Work instructions –
From the road trip account, return the stretch from "Guy Fawkes River" through "the car’s oven." word for word.

Provided text –

-- -- --

Only an hour further and Armidale provided a chance to stretch our legs and pick up some last minute supplies, including some brews and a red to thank our hosts for hosting us over the next couple of nights. Then to their homestead for a warm welcome and settle in to catch up on news and events since we last saw each other.
The next day opened with heavy weather, low hanging clouds threatened to bring rain which was not welcome in a part of the world that you visit for breathtaking panoramas from mountain lookouts…
We had some recommendations from our hosts and our plan was to follow The Waterfall Way across the New England plateau to Dorigo on the coastal watershed, dropping into each attraction along the way. Our planned route can be found at this link.
First of our visits was Cathedral Rock National Park and its Barokee Campground, which was quite wet and a closed gate turned us back before we got to the main carpark from which the walking trails leave. We turned back through pretty forests with scarpering wallabies, but a little disheartened that our first site was closed.
Once we reached the main road Ebor Falls was a little further along way, and the roaring announced its presence long before we saw the falls themselves.
Guy Fawkes River pours over the 115m high Ebor Falls and continues down a gorge toward the National Park sharing its name, before eventually joining the Boyd, then Nymboida and Clarence Rivers. This prompted thoughts of our trip to Nymboida only a few months earlier, further north in the same river catchment.
We continued our tour eastward to Dorrigo, a pretty town on edge of the plateau and at top of the coastal escarpment. We mainly came in search of Dangar Falls but got distracted by the thought of coffee and finding something for lunch later in the day, a problem solved when we found some locally made quiches and savoury flans to warm in the car’s oven.
Unfortunately the Dangar Falls access was closed, our second dead end of the day! But as we sulked our way back through town we accidentally found a train spotter’s wet dream – acres and acres of old steam trains and carriages and railway buildings…
There were no signs promoting the train parking lot as a museum but that’s what it appeared to be, or perhaps a graveyard for old rolling stock at the town’s former marshalling yards? Some research when we got home confirmed it as a museum with a rather stuffy appearing website that listed the machines but offered no history or back stories. Either way, it kept the inner boy in me engaged for a half hour checking it all out.

-- -- --

(Data listing)
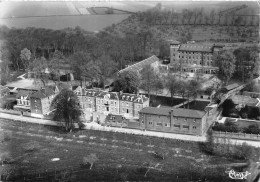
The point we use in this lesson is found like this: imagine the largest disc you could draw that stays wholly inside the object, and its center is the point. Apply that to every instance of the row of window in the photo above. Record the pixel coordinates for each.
(23, 102)
(168, 125)
(174, 118)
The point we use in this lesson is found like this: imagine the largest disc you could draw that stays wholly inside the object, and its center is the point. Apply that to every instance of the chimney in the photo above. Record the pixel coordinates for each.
(171, 113)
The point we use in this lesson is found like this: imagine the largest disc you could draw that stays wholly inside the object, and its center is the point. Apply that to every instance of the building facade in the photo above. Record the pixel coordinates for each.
(174, 120)
(23, 100)
(40, 101)
(131, 104)
(193, 57)
(4, 91)
(117, 103)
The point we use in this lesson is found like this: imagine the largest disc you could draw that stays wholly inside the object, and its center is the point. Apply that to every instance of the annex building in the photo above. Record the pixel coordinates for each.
(100, 101)
(193, 57)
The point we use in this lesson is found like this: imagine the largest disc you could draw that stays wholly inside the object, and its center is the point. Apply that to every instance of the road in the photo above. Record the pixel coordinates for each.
(94, 126)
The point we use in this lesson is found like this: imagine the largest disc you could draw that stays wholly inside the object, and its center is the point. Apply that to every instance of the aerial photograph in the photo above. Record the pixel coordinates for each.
(129, 91)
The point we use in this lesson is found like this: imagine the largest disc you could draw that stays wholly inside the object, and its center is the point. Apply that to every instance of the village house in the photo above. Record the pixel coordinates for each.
(107, 102)
(174, 120)
(131, 104)
(4, 91)
(87, 98)
(40, 102)
(193, 57)
(23, 100)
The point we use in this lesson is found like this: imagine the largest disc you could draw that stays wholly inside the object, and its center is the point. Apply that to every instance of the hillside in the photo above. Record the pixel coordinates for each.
(240, 27)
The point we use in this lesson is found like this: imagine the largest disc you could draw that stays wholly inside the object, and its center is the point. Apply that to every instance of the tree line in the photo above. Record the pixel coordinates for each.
(241, 64)
(76, 47)
(152, 81)
(198, 16)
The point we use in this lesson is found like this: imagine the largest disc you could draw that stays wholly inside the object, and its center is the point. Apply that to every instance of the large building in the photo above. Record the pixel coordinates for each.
(176, 120)
(104, 102)
(40, 101)
(193, 57)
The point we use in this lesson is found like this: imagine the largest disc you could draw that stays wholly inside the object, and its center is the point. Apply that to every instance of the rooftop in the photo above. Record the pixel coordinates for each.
(44, 92)
(245, 100)
(178, 112)
(196, 47)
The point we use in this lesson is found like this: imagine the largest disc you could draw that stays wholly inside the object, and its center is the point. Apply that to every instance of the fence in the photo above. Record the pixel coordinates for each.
(242, 136)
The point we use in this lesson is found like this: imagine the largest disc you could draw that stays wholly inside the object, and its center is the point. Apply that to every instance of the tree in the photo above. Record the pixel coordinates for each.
(158, 83)
(38, 66)
(171, 84)
(225, 61)
(147, 79)
(92, 158)
(227, 106)
(66, 108)
(128, 82)
(164, 50)
(25, 57)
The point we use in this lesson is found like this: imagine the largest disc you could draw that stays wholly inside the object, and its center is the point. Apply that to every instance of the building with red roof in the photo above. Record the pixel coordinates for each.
(193, 57)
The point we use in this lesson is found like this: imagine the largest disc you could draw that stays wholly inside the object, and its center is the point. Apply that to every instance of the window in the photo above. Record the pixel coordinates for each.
(177, 125)
(167, 124)
(158, 124)
(185, 126)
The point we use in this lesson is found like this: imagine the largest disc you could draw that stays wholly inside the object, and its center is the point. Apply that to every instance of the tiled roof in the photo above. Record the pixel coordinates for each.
(45, 92)
(138, 66)
(4, 89)
(178, 112)
(91, 92)
(24, 93)
(175, 42)
(245, 100)
(252, 94)
(133, 98)
(232, 86)
(196, 47)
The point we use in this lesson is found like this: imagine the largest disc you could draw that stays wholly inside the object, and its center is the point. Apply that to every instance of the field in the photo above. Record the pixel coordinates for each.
(119, 157)
(197, 105)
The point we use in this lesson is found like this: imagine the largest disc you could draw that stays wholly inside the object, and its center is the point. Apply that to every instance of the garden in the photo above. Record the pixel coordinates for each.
(32, 152)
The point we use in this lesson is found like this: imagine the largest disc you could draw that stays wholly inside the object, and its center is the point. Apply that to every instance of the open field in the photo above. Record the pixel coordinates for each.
(119, 156)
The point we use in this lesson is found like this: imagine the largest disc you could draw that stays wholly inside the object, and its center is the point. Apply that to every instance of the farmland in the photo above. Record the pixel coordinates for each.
(119, 156)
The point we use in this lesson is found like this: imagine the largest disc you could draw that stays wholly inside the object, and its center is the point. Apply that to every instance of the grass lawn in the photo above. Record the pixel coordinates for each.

-- -- --

Response below –
Guy Fawkes River pours over the 115m high Ebor Falls and continues down a gorge toward the National Park sharing its name, before eventually joining the Boyd, then Nymboida and Clarence Rivers. This prompted thoughts of our trip to Nymboida only a few months earlier, further north in the same river catchment.
We continued our tour eastward to Dorrigo, a pretty town on edge of the plateau and at top of the coastal escarpment. We mainly came in search of Dangar Falls but got distracted by the thought of coffee and finding something for lunch later in the day, a problem solved when we found some locally made quiches and savoury flans to warm in the car’s oven.